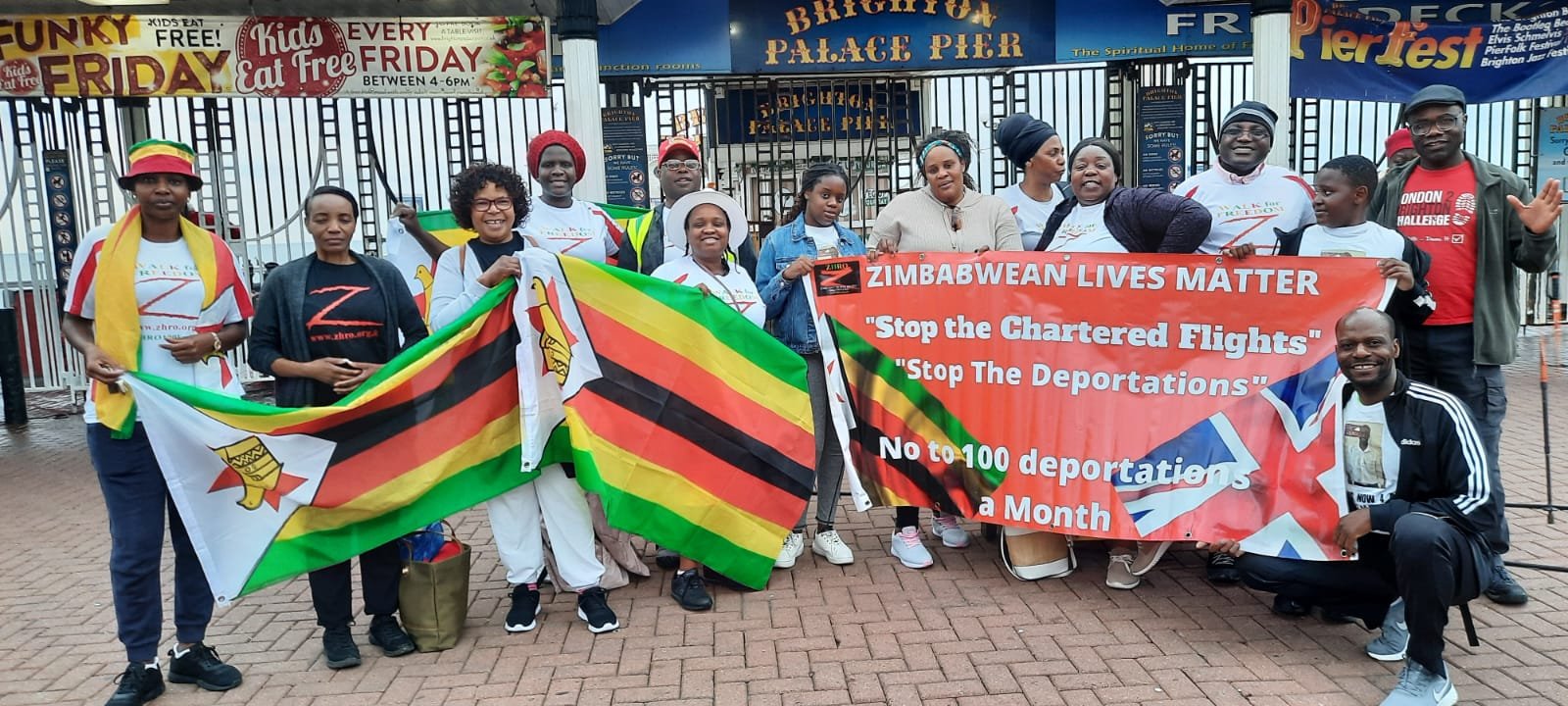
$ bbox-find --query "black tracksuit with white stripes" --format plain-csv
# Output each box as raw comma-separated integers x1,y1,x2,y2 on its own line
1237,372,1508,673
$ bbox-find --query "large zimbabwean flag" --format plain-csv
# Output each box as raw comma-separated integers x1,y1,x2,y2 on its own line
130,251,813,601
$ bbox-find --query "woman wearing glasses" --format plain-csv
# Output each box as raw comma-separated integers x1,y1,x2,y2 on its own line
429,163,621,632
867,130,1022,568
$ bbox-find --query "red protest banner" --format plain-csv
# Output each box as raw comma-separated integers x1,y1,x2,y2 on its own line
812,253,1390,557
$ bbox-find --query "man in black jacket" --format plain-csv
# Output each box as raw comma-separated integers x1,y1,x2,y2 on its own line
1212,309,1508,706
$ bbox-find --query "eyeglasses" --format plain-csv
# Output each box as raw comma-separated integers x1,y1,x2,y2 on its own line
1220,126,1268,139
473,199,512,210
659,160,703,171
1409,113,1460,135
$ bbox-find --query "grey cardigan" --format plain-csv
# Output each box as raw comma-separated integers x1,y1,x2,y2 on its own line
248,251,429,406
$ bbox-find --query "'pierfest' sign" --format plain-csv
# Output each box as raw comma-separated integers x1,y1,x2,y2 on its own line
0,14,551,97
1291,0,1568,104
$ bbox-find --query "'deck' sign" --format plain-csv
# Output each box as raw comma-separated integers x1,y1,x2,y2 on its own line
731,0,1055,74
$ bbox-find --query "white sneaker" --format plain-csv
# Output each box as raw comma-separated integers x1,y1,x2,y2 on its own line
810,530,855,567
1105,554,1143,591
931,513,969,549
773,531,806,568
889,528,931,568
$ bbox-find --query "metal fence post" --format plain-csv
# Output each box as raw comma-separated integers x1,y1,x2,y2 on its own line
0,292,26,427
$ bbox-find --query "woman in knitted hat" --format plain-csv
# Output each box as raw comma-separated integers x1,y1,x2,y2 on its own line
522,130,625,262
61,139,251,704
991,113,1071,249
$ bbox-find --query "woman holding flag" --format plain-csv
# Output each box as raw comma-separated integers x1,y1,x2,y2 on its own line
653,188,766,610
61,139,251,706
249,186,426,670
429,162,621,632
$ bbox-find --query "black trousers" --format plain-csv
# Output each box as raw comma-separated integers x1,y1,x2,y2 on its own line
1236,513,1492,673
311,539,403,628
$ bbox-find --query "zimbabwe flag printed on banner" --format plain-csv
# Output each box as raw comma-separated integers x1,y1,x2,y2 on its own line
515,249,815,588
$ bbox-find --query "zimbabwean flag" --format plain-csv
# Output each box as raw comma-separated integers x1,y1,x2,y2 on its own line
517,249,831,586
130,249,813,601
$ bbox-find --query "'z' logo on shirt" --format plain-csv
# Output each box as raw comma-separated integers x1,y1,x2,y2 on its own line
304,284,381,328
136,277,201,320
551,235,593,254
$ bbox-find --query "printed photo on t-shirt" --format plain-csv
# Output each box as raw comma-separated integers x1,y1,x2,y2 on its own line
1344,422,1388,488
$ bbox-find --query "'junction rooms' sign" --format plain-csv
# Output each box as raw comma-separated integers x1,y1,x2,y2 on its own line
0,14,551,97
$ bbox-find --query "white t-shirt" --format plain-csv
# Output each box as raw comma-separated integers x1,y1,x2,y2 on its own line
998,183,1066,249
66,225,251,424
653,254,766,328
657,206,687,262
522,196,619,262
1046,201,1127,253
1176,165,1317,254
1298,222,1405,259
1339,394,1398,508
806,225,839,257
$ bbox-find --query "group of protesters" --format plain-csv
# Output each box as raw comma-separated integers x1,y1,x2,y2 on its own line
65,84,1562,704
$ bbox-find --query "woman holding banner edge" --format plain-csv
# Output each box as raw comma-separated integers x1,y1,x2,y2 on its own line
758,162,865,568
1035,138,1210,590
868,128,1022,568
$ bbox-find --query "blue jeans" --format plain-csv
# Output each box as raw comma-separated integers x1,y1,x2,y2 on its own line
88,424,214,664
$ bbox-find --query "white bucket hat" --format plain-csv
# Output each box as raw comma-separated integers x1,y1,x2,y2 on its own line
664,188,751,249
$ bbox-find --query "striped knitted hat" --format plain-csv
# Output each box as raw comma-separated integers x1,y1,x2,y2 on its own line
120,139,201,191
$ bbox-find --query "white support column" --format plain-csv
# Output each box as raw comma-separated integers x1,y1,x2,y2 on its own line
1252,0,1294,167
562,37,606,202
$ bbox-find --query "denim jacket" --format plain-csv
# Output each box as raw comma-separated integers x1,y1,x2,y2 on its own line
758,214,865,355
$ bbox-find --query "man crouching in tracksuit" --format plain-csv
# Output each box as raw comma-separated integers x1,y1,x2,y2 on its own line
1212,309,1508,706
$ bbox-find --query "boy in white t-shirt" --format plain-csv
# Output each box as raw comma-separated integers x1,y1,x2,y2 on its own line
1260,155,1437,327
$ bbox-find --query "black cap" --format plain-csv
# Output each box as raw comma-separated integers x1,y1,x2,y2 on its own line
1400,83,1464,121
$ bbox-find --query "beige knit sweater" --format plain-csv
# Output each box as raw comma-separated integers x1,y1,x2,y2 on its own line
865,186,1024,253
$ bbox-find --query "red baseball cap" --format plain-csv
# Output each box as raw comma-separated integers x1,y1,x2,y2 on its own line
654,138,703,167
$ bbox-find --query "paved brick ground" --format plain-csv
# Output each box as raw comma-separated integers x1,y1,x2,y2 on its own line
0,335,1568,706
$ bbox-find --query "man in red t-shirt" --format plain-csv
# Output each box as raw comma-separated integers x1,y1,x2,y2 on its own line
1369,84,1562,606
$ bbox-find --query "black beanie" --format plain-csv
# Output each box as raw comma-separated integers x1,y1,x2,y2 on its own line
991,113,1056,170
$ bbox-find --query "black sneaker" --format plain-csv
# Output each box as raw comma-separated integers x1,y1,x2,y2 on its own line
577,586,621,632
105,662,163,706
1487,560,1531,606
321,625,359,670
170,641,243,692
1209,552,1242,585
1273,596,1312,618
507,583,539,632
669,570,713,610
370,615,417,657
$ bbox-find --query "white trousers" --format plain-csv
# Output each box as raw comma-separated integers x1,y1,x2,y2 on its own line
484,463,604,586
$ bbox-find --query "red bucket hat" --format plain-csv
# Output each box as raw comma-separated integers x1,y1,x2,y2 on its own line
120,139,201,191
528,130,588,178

#####

• **Your task**
Pull out every line of the items above that contains the string "tracksuit", matching case exactly.

• **Result of the exercise**
$ bbox-find --query "black tracksuit with white stripes" --format plain-csv
$ bbox-find --query "man crouching in tracksuit" --format plain-csv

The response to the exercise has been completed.